Text passage:
BANDON is looking to forge official links with a town in Oregon, United States of America with the same name.
Local officials are hopeful that establishing a namesake twinning will be mutually beneficial for both towns.
Cork County Councillor Gillian Coughlan recently spearheaded a motion seeking to further examine the links and the official channels the process must go through in their respective jurisdictions.
Councillor Coughlan said if ties are boosted between the two towns in Cork and Oregon respectively, everyone would benefit.
“The area has a very similar profile to Bandon in Cork. Agriculture is very strong there. Golf and athletics are also popular there. It could be the beginning of something special. Especially since Covid, our world has become very small. We have a huge diaspora in America. They yearn for that sense of home. They could come here and learn about the culture and heritage. It would be mutually beneficial to both communities if those links were formalised,” she said.
Bandon in Oregon is a small seaside town with a population of around 3,500 people. It was founded in 1873 by a Bandon man called George Bennett, who changed the original name of the town to that of his hometown in Cork.
A delegation from Bandon, Oregon keen to retrace their roots visited Bandon in Cork back in 2019.
Cllr Coughlan said this visit always resonated with her.
“We had a lovely reception and the seed was set. It had been mooted for quite some time when we were in the Town Council. There were some descendants of the settlers who had left Bandon in Cork for Bandon, Oregon present for the gathering.

Task requirements:
a - Answer these questions from the article on twinning Bandon with its Oregon namesake:
(i) Which two sports does Councillor Coughlan say are popular in the Oregon town?
(ii) Who founded Bandon in Oregon, and in what year?
(iii) In what year did a delegation from Bandon, Oregon visit Bandon in Cork?
b - Pick up the article on twinning Bandon with its Oregon namesake after its final sentence and keep writing.

Data extracts:
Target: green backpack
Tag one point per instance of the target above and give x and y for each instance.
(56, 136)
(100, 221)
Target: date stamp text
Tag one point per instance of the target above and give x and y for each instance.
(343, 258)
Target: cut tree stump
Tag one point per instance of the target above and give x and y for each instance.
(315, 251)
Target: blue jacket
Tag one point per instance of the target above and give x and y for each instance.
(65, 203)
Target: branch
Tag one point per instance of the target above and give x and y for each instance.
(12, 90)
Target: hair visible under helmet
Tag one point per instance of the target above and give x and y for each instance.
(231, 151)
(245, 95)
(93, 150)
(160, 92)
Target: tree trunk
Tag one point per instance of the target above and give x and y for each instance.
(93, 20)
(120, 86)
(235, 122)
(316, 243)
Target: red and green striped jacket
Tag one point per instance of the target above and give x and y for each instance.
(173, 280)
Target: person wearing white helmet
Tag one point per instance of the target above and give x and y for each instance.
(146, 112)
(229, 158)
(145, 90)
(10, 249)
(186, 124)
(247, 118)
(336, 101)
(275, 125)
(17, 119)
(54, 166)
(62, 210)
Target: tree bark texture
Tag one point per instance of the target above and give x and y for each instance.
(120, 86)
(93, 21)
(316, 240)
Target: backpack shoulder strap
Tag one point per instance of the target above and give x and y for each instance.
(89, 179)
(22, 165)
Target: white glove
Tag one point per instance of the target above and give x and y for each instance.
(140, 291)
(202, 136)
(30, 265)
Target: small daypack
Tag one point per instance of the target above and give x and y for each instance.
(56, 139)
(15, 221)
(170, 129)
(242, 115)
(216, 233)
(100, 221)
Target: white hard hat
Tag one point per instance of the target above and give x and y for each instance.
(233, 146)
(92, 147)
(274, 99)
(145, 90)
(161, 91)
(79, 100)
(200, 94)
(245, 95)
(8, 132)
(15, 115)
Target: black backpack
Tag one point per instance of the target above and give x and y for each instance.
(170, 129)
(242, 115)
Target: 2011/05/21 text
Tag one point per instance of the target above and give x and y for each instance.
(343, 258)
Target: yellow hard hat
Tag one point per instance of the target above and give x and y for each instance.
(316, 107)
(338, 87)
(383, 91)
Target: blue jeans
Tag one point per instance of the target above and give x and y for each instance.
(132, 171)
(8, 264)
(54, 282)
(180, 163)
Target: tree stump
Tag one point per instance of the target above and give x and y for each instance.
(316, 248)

Answers per task:
a -
(i) Golf and athletics
(ii) George Bennett, in 1873
(iii) 2019

b -
“It brought home to me the potential for stronger links across the Atlantic. Not just economic links, but social, business, and educational links. It could be mutually beneficial for all concerned. At that time it was agreed that we would forge ahead with this,” she added.
Bandon town has undergone huge development work in recent years which demanded all the attention of the local representatives and the community.
Councillor Coughlan is eager now to drive on with her vision to strengthen the connection.
“Bandon town was occupied with drainage works and I felt it wasn’t the right time to commence anything formal. Now that we are coming out the other side of that, this is the time to start planning ahead because Bandon will be rejuvenated in the next few years.
“The underground work has been completed. The footpaths and the streetscapes will also be improved. Bandon is already beautiful but these works will make it even more beautiful. I now think we can begin to plan to welcome our American friends to come and stay in Bandon. The County Development Plan is currently ongoing. I would like to think this will inspire local business people to open up new accommodation and leisure options for locals and visitors. It will enhance our tourism and hospitality sector in Bandon,” she added.